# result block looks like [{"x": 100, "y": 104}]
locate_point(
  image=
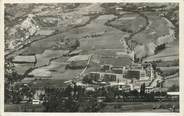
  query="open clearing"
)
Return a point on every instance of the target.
[
  {"x": 157, "y": 27},
  {"x": 131, "y": 22}
]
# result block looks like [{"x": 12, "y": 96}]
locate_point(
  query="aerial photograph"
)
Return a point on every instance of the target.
[{"x": 91, "y": 57}]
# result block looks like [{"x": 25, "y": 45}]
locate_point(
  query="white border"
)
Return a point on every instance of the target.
[{"x": 181, "y": 59}]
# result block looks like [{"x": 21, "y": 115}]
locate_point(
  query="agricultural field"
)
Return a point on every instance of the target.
[
  {"x": 68, "y": 41},
  {"x": 129, "y": 22},
  {"x": 157, "y": 27}
]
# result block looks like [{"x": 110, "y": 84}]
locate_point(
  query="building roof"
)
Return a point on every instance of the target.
[
  {"x": 24, "y": 59},
  {"x": 79, "y": 58}
]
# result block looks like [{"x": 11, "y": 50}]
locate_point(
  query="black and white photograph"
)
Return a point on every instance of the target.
[{"x": 91, "y": 57}]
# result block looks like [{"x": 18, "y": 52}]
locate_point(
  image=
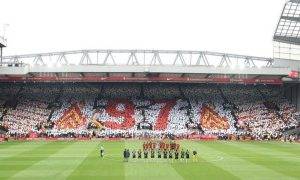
________________________
*WHAT IS NEEDED:*
Output all the entries exactly, minus any pictures.

*ANSWER SECTION:*
# result block looks like [{"x": 100, "y": 104}]
locate_point(
  image=
  query="open clearing"
)
Return a point on every instance of the target.
[
  {"x": 157, "y": 27},
  {"x": 131, "y": 22}
]
# result block looks like [{"x": 12, "y": 96}]
locate_point(
  query="aerial photograph"
)
Return a point on every instance of the target.
[{"x": 91, "y": 57}]
# result block looks like [{"x": 25, "y": 45}]
locate_point(
  query="white border"
)
Return a point on every instance of the target.
[{"x": 181, "y": 59}]
# result block looks like [{"x": 21, "y": 115}]
locate_point(
  query="agricultural field"
)
Return a point on every instance of the target.
[
  {"x": 68, "y": 41},
  {"x": 129, "y": 22},
  {"x": 157, "y": 27}
]
# result block looks like [{"x": 110, "y": 84}]
locate_point(
  query="building roof"
)
Return a point on every instance of the target.
[
  {"x": 24, "y": 59},
  {"x": 79, "y": 58}
]
# result block looks like [{"x": 11, "y": 50}]
locate_point(
  query="black and white photograph"
)
Return a point on every instance of the target.
[{"x": 91, "y": 57}]
# result block looks like [{"x": 18, "y": 52}]
locate_point(
  image=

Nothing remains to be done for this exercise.